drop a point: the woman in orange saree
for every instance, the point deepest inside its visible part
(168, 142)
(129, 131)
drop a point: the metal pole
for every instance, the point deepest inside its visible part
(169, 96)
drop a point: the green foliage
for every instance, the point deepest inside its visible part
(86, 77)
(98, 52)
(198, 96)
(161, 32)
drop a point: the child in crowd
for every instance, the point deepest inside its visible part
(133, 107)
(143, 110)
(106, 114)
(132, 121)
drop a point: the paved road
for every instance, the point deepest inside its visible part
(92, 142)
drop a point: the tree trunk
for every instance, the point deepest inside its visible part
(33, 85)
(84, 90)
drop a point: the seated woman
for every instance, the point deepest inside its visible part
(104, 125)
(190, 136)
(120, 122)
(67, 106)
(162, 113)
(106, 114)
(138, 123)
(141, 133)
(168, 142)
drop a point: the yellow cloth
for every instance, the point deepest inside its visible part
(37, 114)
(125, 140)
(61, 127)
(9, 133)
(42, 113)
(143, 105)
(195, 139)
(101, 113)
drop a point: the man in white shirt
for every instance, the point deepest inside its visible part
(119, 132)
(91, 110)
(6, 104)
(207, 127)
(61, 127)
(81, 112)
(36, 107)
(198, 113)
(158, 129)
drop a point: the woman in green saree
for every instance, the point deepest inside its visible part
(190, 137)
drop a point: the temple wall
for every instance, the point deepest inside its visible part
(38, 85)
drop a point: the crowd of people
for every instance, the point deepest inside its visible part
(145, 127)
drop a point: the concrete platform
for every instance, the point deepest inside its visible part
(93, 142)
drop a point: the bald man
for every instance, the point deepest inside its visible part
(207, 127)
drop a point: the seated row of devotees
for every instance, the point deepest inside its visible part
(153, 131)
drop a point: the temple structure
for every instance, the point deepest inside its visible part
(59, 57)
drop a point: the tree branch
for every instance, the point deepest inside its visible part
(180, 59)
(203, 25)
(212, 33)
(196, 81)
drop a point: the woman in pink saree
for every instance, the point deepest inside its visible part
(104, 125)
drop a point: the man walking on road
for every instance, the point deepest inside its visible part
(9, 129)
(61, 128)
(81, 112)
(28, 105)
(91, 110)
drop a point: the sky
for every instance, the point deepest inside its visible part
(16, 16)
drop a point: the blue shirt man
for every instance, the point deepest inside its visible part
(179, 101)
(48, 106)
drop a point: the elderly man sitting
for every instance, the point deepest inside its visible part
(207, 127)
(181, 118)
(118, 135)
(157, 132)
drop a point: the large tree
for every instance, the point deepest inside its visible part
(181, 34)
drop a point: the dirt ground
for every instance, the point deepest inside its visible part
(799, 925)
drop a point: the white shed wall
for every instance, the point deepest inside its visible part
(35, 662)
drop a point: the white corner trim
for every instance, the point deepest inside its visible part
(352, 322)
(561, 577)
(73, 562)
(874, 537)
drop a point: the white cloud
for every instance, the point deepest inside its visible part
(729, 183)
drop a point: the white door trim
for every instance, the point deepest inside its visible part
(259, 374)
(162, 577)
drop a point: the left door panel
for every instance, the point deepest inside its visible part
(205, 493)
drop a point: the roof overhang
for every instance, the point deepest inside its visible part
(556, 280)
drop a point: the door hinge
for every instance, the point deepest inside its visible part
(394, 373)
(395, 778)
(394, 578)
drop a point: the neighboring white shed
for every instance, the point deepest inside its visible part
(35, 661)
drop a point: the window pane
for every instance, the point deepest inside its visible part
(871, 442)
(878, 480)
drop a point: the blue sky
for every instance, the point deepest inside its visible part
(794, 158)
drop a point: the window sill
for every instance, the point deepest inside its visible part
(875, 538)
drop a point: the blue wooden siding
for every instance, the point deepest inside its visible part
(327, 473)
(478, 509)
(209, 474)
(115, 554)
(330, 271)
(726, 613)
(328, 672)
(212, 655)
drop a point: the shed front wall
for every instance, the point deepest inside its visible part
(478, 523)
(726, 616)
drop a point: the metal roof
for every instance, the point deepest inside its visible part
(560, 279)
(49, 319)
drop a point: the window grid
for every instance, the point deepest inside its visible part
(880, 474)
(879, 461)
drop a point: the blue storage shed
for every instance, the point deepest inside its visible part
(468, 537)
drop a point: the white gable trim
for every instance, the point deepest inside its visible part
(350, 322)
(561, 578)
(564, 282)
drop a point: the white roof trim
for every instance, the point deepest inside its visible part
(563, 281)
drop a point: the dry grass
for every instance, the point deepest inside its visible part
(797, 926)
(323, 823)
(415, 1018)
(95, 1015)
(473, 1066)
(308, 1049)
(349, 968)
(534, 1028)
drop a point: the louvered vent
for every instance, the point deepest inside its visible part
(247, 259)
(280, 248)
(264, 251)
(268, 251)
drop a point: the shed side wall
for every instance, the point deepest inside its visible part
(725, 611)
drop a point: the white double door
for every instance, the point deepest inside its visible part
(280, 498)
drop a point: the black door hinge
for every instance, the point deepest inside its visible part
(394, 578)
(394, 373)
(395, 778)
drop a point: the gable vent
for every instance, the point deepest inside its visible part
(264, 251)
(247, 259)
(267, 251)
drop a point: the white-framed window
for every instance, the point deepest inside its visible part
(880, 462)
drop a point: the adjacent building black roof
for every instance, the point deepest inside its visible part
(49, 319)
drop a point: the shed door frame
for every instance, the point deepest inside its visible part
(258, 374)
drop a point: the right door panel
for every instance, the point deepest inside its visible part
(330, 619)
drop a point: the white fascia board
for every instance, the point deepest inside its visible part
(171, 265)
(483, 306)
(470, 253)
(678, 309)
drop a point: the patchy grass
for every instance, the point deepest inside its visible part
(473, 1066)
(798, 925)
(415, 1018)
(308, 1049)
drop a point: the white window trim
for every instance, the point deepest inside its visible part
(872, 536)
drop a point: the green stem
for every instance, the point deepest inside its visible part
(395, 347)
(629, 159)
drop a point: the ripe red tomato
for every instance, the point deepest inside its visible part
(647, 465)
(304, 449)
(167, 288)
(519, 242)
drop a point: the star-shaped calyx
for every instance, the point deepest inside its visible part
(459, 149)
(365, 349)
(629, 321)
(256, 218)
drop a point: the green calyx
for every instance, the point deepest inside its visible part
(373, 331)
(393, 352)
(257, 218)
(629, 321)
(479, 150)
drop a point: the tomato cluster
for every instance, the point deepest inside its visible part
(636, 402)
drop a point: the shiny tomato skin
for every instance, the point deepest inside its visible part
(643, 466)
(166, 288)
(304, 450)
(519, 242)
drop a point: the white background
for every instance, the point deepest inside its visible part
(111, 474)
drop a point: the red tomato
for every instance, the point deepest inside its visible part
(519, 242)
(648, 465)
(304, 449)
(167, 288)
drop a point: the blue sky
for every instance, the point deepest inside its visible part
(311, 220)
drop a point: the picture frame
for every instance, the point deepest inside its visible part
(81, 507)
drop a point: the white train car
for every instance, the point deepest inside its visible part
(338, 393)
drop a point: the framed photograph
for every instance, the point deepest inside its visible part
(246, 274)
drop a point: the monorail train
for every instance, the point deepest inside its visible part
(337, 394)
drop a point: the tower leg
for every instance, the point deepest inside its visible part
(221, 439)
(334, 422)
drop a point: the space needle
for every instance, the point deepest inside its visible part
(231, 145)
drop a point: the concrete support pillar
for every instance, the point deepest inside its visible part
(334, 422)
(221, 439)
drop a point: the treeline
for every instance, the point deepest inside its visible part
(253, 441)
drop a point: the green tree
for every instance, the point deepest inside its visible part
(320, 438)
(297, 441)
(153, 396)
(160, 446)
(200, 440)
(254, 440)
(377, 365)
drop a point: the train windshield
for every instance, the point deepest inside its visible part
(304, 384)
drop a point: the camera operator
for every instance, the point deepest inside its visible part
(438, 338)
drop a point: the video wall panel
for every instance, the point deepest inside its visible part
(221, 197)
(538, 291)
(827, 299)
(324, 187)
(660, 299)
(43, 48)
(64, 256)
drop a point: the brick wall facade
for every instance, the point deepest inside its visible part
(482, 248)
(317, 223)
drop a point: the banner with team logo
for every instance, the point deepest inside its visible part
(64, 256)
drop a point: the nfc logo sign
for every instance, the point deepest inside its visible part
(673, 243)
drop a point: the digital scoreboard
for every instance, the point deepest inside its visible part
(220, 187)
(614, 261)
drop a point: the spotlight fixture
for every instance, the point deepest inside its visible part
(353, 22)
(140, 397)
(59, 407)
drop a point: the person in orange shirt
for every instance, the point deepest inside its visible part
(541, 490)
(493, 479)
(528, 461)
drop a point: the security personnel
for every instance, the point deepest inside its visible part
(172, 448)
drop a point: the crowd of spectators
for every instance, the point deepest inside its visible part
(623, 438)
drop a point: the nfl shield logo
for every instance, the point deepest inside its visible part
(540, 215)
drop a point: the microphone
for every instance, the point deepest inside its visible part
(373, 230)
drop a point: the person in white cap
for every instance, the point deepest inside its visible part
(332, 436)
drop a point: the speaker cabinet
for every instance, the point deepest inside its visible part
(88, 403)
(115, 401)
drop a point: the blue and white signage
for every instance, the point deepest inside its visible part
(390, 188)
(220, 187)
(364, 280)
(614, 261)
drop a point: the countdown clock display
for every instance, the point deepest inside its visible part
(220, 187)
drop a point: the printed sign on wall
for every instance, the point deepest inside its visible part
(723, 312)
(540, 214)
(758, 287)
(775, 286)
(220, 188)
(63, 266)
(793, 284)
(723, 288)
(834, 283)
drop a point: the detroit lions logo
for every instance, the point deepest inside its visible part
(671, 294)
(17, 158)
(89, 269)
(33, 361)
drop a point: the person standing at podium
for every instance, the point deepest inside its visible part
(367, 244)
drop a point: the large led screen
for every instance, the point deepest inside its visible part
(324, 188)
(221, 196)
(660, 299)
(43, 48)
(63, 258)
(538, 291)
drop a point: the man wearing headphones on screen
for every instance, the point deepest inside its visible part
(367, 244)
::::
Task to carry out: Restate the listing exactly, starting at its first line and ending at the line where "drop a point: the tree branch" occurs; include both and no other lines.

Finished task:
drop a point: the woman in orange saree
for every instance, the point deepest inside its visible part
(168, 142)
(129, 131)
drop a point: the metal pole
for every instance, the point deepest inside its visible part
(169, 96)
drop a point: the green foliage
for every instance, the point deepest inside its visible part
(86, 77)
(98, 52)
(198, 96)
(161, 32)
drop a point: the child in crowd
for every instance, the point deepest inside its visible part
(133, 107)
(143, 110)
(106, 114)
(132, 121)
drop a point: the paved road
for every instance, the point deepest inside its visible part
(92, 142)
drop a point: the tree trunk
for every instance, the point deepest inside its visible part
(33, 85)
(84, 90)
drop a point: the seated woman
for every instance, the point deepest inside its visible part
(104, 125)
(190, 136)
(120, 122)
(67, 106)
(162, 113)
(106, 114)
(138, 123)
(141, 133)
(168, 142)
drop a point: the yellow cloth
for every instance, the point deepest inside its visible part
(37, 114)
(125, 140)
(61, 127)
(9, 133)
(42, 113)
(143, 105)
(195, 139)
(101, 113)
drop a point: the man in white shirt
for every instance, the point deepest inside its visible part
(119, 132)
(91, 110)
(6, 104)
(207, 127)
(61, 127)
(81, 112)
(36, 107)
(198, 113)
(158, 129)
drop a point: the woman in green saree
for every instance, the point deepest inside its visible part
(190, 137)
drop a point: the temple wall
for every instance, the point deepest inside its visible part
(38, 85)
drop a point: the crowd of people
for every instance, the point deepest inside its visible part
(145, 127)
drop a point: the concrete platform
for every instance, the point deepest inside its visible part
(93, 142)
drop a point: the bald man
for every instance, the point deepest inside its visible part
(207, 127)
drop a point: the seated row of devotees
for every instance, the point deepest inside its visible part
(153, 131)
drop a point: the temple structure
for every instance, the point deepest inside its visible part
(59, 57)
drop a point: the tree branch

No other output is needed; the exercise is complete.